▶ **Exercise description**
Quote the entries below word for word, everything from the line containing "Where can the white" down to the line containing "x=255, y=208", including both of those lines.

Recorded information start

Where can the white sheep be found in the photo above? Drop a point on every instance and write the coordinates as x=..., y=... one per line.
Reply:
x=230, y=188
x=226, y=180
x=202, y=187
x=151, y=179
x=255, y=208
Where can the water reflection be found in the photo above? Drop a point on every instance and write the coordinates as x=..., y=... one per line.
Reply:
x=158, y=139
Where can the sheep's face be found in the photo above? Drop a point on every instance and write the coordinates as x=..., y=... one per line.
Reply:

Recorded information end
Recorded information start

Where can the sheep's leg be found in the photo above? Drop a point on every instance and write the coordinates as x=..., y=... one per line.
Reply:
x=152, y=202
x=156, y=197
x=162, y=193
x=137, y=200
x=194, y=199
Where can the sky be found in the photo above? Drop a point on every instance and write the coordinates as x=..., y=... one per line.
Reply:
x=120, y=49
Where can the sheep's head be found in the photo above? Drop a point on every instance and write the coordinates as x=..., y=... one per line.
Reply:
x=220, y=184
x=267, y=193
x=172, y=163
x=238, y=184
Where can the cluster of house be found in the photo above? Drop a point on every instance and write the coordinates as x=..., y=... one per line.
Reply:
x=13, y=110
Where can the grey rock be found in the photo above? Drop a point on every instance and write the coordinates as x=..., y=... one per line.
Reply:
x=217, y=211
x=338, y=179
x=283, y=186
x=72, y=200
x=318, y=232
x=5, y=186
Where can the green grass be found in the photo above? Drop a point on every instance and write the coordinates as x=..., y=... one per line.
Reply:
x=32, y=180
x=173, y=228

Recorded information end

▶ **Exercise answer**
Where can the white sheep be found in the photo above? Drop a point on every instance and write the coordinates as x=..., y=... one per line.
Reply:
x=230, y=188
x=226, y=180
x=202, y=187
x=151, y=179
x=255, y=208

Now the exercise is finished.